§ **Objective**: Give every entry again, word for word.

══ Records for processing ══

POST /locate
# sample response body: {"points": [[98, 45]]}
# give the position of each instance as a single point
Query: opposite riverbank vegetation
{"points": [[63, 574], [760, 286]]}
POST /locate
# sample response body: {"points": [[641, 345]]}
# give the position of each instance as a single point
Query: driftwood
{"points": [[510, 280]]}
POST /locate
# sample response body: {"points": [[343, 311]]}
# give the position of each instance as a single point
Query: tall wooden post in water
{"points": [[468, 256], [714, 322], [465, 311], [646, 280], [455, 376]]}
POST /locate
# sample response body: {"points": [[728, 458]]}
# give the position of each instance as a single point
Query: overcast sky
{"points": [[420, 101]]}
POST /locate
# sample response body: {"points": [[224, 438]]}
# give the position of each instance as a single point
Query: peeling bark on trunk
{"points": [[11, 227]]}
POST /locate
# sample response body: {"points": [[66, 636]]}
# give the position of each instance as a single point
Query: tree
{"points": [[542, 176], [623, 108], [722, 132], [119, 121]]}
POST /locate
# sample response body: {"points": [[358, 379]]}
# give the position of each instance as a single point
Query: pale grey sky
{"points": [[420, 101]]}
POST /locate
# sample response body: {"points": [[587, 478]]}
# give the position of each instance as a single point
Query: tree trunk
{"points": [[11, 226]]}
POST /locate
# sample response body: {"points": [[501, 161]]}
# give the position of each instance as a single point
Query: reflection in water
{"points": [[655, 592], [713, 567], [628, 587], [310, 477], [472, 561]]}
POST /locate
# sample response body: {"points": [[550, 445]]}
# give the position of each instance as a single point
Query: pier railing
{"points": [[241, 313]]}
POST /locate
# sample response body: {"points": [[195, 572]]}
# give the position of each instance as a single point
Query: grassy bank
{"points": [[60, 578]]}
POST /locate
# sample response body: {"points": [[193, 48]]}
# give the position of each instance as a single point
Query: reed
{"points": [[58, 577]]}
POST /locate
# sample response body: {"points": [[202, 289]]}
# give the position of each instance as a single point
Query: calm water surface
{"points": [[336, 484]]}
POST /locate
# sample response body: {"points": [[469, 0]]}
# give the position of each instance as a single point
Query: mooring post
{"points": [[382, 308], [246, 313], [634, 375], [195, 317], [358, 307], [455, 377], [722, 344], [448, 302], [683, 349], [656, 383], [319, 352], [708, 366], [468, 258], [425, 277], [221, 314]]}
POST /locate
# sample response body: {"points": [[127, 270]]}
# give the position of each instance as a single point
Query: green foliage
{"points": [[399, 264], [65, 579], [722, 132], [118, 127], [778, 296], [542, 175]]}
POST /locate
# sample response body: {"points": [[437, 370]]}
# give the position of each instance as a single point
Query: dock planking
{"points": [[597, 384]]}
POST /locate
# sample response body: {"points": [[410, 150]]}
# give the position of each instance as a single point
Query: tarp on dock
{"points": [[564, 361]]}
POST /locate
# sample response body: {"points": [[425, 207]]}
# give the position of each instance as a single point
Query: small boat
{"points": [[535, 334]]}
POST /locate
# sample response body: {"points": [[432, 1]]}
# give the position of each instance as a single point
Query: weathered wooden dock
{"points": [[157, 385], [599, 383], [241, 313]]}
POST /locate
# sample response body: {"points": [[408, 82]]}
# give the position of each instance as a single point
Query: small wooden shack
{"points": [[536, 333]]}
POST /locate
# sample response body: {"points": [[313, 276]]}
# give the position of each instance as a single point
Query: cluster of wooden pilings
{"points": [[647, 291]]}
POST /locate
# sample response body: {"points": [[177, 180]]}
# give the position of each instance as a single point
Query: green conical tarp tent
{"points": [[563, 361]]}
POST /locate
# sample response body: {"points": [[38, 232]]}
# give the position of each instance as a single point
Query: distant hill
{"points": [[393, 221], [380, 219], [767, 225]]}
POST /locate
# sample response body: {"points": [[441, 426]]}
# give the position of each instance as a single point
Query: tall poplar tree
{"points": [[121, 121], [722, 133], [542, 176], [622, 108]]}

═══

§ **Written response**:
POST /locate
# sample response body: {"points": [[98, 45]]}
# give the position of each instance as a single point
Query: opposite riverbank vegetation
{"points": [[63, 574], [760, 286]]}
POST /locate
# sample response body: {"points": [[641, 345]]}
# give the position of each instance as a single point
Query: driftwood
{"points": [[510, 280]]}
POST /locate
# sample response body: {"points": [[343, 311]]}
# give the position of each instance as a single point
Query: tall wooden post in water
{"points": [[468, 256], [714, 322], [465, 311], [646, 280], [455, 376]]}
POST /locate
# sample response body: {"points": [[728, 458]]}
# give the position of each instance as a single point
Query: overcast sky
{"points": [[420, 101]]}
POST /locate
# sample response body: {"points": [[224, 438]]}
# give the position of each instance as a single point
Query: peeling bark on trunk
{"points": [[11, 227]]}
POST /locate
# sample response body: {"points": [[66, 636]]}
# give the position of each instance as a single point
Query: tree
{"points": [[542, 176], [623, 108], [722, 132], [119, 121]]}
POST /locate
# sample response body: {"points": [[358, 379]]}
# give the position of each instance as a single point
Query: pale grey sky
{"points": [[420, 101]]}
POST /locate
# sample response body: {"points": [[587, 478]]}
# give the position of each instance as a single point
Query: tree trunk
{"points": [[11, 226]]}
POST /locate
# sample response body: {"points": [[501, 161]]}
# give the position of each instance as a single point
Query: reflection in water
{"points": [[655, 592], [713, 567], [628, 587], [310, 477], [472, 561]]}
POST /locate
# sample response body: {"points": [[550, 445]]}
# give the position of each instance as a single point
Query: pier railing
{"points": [[241, 313]]}
POST /locate
# sample response body: {"points": [[195, 572]]}
# give the position of each instance as a single point
Query: grassy bank
{"points": [[60, 578]]}
POST /locate
# sample response body: {"points": [[193, 48]]}
# give the position of each instance as a single point
Query: reed
{"points": [[58, 577]]}
POST /locate
# sample response body: {"points": [[202, 289]]}
# give the position of each instance as a single point
Query: calm water surface
{"points": [[336, 484]]}
POST /locate
# sample response body: {"points": [[469, 0]]}
# give the position of each instance as a single point
Query: mooring post
{"points": [[382, 308], [246, 313], [634, 375], [195, 317], [358, 307], [455, 377], [722, 344], [448, 302], [683, 349], [656, 383], [319, 352], [708, 366], [468, 258], [425, 277], [221, 314]]}
POST /locate
# sample response body: {"points": [[127, 270]]}
# give the position of each instance as a single point
Query: green foliage
{"points": [[399, 264], [65, 579], [722, 132], [118, 127], [778, 296], [542, 175]]}
POST /locate
# sample response body: {"points": [[437, 370]]}
# give the position of each instance as a single point
Query: dock planking
{"points": [[597, 384]]}
POST /locate
# sample response body: {"points": [[410, 150]]}
# give the position of each instance as a single point
Query: tarp on dock
{"points": [[564, 361]]}
POST /locate
# sample response body: {"points": [[425, 207]]}
# give the position of each instance as a single point
Query: small boat
{"points": [[535, 334]]}
POST /locate
# sample response body: {"points": [[432, 1]]}
# give the position of each instance as a single point
Query: weathered wooden dock
{"points": [[157, 385], [599, 383], [241, 313]]}
POST /locate
# sample response body: {"points": [[408, 82]]}
# give the position of each instance as a single point
Query: small wooden shack
{"points": [[536, 333]]}
POST /locate
# sample response body: {"points": [[313, 276]]}
# give the position of each instance as a single point
Query: cluster of wooden pilings
{"points": [[647, 291]]}
POST /locate
# sample response body: {"points": [[177, 180]]}
# give the position of each instance as a single point
Query: green conical tarp tent
{"points": [[563, 361]]}
POST /locate
# sample response body: {"points": [[38, 232]]}
# give the position of each instance as a single point
Query: distant hill
{"points": [[393, 221], [380, 219], [767, 225]]}
POST /locate
# sample response body: {"points": [[441, 426]]}
# give the position of each instance as a single point
Query: tall poplar tree
{"points": [[121, 121], [722, 133], [542, 176], [622, 108]]}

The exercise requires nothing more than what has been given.